Point-based annotation data
----------

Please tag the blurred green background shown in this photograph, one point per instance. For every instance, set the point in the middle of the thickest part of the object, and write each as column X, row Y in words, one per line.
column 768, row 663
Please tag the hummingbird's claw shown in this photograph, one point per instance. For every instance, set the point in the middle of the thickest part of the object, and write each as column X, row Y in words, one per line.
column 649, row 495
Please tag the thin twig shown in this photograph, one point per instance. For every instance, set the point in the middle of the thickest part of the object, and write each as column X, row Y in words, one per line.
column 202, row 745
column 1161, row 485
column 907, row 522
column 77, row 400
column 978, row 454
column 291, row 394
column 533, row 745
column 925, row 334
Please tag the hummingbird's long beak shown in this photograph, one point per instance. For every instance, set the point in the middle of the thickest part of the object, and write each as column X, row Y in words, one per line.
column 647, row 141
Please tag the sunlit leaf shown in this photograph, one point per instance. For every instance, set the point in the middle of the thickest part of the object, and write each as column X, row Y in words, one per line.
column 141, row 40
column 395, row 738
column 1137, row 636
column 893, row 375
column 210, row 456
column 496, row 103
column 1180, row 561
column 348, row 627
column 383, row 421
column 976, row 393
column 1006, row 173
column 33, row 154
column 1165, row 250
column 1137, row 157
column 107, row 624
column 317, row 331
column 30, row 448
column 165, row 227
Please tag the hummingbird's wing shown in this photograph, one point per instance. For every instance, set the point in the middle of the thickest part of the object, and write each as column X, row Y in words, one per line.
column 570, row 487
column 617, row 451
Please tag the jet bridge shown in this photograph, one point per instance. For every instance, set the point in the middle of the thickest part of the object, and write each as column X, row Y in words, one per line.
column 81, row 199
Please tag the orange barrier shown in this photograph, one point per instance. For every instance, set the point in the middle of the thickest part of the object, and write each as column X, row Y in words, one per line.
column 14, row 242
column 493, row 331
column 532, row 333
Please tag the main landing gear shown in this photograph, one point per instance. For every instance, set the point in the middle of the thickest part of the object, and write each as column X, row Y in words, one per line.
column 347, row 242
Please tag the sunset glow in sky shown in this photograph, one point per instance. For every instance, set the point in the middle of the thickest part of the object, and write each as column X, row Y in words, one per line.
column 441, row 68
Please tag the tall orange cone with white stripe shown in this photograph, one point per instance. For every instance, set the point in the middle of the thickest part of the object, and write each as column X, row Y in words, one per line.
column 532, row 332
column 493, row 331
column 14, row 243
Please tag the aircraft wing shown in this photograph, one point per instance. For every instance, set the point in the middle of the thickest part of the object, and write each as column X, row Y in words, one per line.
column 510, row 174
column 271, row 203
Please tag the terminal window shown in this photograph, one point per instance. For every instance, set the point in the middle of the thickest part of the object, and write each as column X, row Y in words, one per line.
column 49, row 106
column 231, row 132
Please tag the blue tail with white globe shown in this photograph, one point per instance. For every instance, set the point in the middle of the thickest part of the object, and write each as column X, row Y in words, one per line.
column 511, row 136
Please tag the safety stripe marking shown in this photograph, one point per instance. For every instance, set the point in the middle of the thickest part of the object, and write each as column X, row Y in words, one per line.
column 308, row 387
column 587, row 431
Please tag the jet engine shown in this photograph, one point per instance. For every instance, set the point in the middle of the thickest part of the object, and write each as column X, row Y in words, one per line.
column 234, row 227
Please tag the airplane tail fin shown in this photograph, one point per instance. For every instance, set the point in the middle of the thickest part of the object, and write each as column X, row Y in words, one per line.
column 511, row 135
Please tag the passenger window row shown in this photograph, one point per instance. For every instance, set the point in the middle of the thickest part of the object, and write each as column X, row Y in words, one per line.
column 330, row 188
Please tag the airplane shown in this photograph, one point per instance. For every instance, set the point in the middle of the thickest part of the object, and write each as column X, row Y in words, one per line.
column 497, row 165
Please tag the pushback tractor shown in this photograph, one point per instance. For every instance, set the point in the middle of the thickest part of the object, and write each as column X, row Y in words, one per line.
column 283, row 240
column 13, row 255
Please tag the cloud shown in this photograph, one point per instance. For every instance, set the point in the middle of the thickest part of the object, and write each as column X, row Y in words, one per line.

----------

- SHORT PROBLEM -
Copy out all of the lines above, word for word.

- SOLUTION TO THIS TASK -
Please tag the blurred green background shown in this photograph, one point per instance. For every instance, set the point in the middle of the thickest part of the object, and write each as column X, row Y in words, one per line.
column 768, row 663
Please tag the hummingbird's claw shown in this photograph, one point per instance. For every instance, set the point in the middle of the thickest part of the object, and write each as column X, row Y in words, one per line.
column 649, row 495
Please tag the thin twig shown in this photograph, one point per instance. For every instance, set the point in the middle of the thickest part of the object, and write each as column X, row Y in words, one per line.
column 202, row 745
column 1161, row 485
column 907, row 522
column 77, row 400
column 978, row 454
column 291, row 394
column 533, row 745
column 925, row 334
Please tag the hummingbird's long beak shown in this photograph, one point per instance. For every instance, set the point in the middle of the thickest part of the object, and write each as column X, row Y in words, one per line.
column 647, row 141
Please tag the sunlit leaf shown in this photograph, one point per instance. For every instance, set the point in the middle of the thickest part of the object, and write each as column X, row Y in words, one per line.
column 141, row 40
column 395, row 738
column 1137, row 636
column 893, row 375
column 210, row 456
column 496, row 103
column 1180, row 561
column 348, row 627
column 383, row 421
column 976, row 393
column 1006, row 173
column 33, row 154
column 1165, row 250
column 1137, row 157
column 107, row 624
column 317, row 331
column 30, row 448
column 165, row 227
Please tag the hummingbird's wing shown in this photograph, one point per instance. For every instance, set the point in the middle of the thickest part of the object, and write each as column X, row Y in words, one per line.
column 570, row 487
column 617, row 451
Please tag the jet bridge shown in this photograph, one point per instance. For every instance, set the point in the middle of the thickest part of the object, and write each as column X, row Y in words, one per line.
column 81, row 199
Please tag the orange barrier shown in this photograph, one point per instance. For every instance, set the point in the middle of the thickest part of the object, and write each as column X, row Y in words, one per line.
column 14, row 242
column 493, row 331
column 532, row 333
Please tag the main landing gear shown in this photograph, one point per instance. For every instance, set the point in the middle of the thickest part of the object, and write each as column X, row Y in words, one per line.
column 347, row 242
Please tag the sunset glow in sky shown in this photograph, one point per instance. For every instance, set the point in the middle of the thickest part of the object, and write each as column X, row Y in words, one per line.
column 441, row 68
Please tag the tall orange cone with white stripe shown in this photograph, one point per instance. For every instance, set the point in the middle of the thickest part of the object, and write each as column X, row Y in words, one per line.
column 532, row 332
column 493, row 331
column 14, row 243
Please tag the aircraft wing shown in this photograph, one point per instance. For every instance, set the point in the middle of the thickest part of the object, and write each as column X, row Y in words, one per line.
column 510, row 174
column 271, row 203
Please tag the terminal window shown in this photograph, one point per instance. For every instance, set the point in the middle of the thickest part of the object, and write each as column X, row Y in words, one per line.
column 49, row 106
column 231, row 132
Please tag the blue tail with white globe shown in this photograph, one point per instance. For every instance, set the point in the middle of the thickest part of the object, and write each as column X, row Y in words, one per line.
column 511, row 136
Please tag the safety stripe marking shown in this photograph, one point per instance. For every instance, set the point in the middle of the thickest part of the object, and write each as column X, row Y in words, one per line.
column 308, row 387
column 587, row 431
Please tag the jet engine shown in this photograph, one point per instance. For every instance, set the point in the middle of the thickest part of the object, and write each as column X, row Y in words, one per line.
column 234, row 227
Please tag the airplane tail fin shown in this photograph, one point per instance. For every instance, set the point in the middle of the thickest part of the object, and write each as column X, row Y in words, one per line.
column 511, row 135
Please tag the passenger window row shown in this photograph, one point per instance. For every instance, set the point in the middle of the thickest part of the object, and write each as column X, row Y in words, one per line.
column 330, row 188
Please tag the airplane shown in this photograph, one point per instance. For every instance, set the point in the middle of the thickest part of the object, and write each as column X, row Y in words, one per line.
column 497, row 165
Please tag the pushback tractor shown in this photograph, one point per instance. For every instance, set the point in the middle of the thickest part of the object, and write each as column X, row Y in words, one per line.
column 283, row 240
column 13, row 255
Please tag the cloud shown in this photograph, one point per instance. For every instance, set the point in the middle of the thickest part of the object, and write each as column X, row Y in words, one per line.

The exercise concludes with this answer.